■ INSTRUCTIONS TO FOLLOW: Output the data below in full, character for character.

■ Data records:
------------------------------------
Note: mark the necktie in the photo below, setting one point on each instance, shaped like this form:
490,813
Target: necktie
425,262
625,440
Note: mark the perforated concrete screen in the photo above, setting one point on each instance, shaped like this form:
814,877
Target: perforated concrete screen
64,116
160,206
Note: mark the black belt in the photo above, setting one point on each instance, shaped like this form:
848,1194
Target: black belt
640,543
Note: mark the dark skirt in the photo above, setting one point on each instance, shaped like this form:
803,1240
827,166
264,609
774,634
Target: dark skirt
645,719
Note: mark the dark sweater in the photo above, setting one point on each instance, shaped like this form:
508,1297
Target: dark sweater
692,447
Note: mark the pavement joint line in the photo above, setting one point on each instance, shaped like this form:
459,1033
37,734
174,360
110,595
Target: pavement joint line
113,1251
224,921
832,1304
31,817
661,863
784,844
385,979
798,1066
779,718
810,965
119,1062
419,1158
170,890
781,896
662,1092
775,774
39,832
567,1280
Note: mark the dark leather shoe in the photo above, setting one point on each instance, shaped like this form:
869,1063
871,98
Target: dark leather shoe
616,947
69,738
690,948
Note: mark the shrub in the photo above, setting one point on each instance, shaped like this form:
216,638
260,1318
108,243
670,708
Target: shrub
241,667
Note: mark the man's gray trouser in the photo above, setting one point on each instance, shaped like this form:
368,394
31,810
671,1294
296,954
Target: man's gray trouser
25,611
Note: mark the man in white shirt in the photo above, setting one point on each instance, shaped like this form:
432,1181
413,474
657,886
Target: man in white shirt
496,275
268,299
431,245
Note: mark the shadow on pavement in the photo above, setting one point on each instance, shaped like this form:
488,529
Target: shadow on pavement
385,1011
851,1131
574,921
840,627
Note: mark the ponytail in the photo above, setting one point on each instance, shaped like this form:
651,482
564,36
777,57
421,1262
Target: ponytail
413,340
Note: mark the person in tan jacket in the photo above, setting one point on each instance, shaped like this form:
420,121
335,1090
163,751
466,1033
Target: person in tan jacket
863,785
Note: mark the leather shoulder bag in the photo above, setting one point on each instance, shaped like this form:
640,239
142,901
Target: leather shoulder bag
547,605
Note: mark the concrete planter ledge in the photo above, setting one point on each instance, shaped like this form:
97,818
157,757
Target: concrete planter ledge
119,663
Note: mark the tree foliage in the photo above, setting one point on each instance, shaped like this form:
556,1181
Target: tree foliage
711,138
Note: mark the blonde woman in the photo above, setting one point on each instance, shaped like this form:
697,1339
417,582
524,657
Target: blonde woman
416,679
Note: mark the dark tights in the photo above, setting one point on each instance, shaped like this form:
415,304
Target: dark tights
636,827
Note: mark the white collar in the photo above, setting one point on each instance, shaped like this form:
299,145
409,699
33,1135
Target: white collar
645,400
------------------------------------
■ WORKED SOLUTION:
Note: mark the necktie in the photo below, setting one point on each instance, shaped like this form:
490,813
Target: necktie
425,262
625,440
Note: mark the perforated concrete screen in the photo above, setting one point on each instance, shaped like this form:
814,877
Target: perforated concrete screen
64,116
160,206
Note: mark the black belt in the photo above, setting one point on each instance, shaped like this form:
848,1194
Target: black belt
640,543
Note: mark the dark skirt in the photo above, setting one point on each instance, shaped like this form:
803,1240
827,166
264,609
774,634
Target: dark skirt
645,719
Note: mark the dark sweater in the photo above, setting one point on each instance, shaped like this form:
508,1297
Target: dark sweater
692,447
Note: mark the pavement joint line in the photo above, setting one point on each instance, shaped like this form:
459,1033
37,734
174,360
110,595
Target: pavement joint line
113,1251
224,921
832,1304
31,817
661,863
784,844
385,979
798,1066
779,718
810,965
119,1062
419,1158
170,890
781,896
662,1092
775,774
39,832
567,1280
Note: mark the dark leather shoe in the photo above, setting one point on each instance, shaped like this form:
869,1063
871,98
Target: dark leather shoe
616,947
69,738
690,948
Note: mark the shrub in the photo above, setting one point on each instance, shaped like this form:
216,638
260,1318
108,243
670,708
Target: shrub
241,667
Note: mark the man's gray trouser in the photo above, setting one point on each instance, shaped like this form:
368,394
31,810
671,1294
296,954
Target: man's gray trouser
25,611
Note: mark the man in white shirt in the photo above, setting one point on each instance, shaped like this form:
432,1181
413,474
657,886
Target: man in white shirt
496,275
268,299
431,245
Note: mark the shadow on pavement in the photo above, setting one point on each instance, shaped like this form:
488,529
Target: shadow on pavement
385,1011
851,1131
574,921
840,627
Note: mark the ponytail in the photo above, setting one point on each instance, shaped like this form:
651,482
564,36
777,57
421,1262
Target: ponytail
413,340
Note: mark the person in tan jacket in the photo above, setting one point on each instance, shaped like this form:
420,121
335,1090
163,751
466,1033
Target: person in tan jacket
863,785
Note: mark the leather shoulder bag in the photo above, setting one point on each instance, shaped like this form:
640,239
142,901
Target: leather shoulder bag
547,605
Note: mark the concrete planter ledge in the photo above, setting one point on each instance, shaped like this form:
97,818
157,757
Target: concrete planter ledge
119,663
Note: mark the tree foliage in the photo above, setting one point on each instance, shaped like this form:
556,1181
Target: tree foliage
711,138
Note: mark the blonde woman in the photo above, setting one point on each instance, shaped like this form:
697,1339
417,582
524,657
Target: blonde woman
416,679
Note: mark the dark tights in the photo above, setting one point on each instance, shaped like this form:
415,304
Target: dark tights
636,827
Note: mark the white collar in the photo above, setting one point on each instance, shaped like this form:
299,145
409,699
33,1135
Target: white collar
645,400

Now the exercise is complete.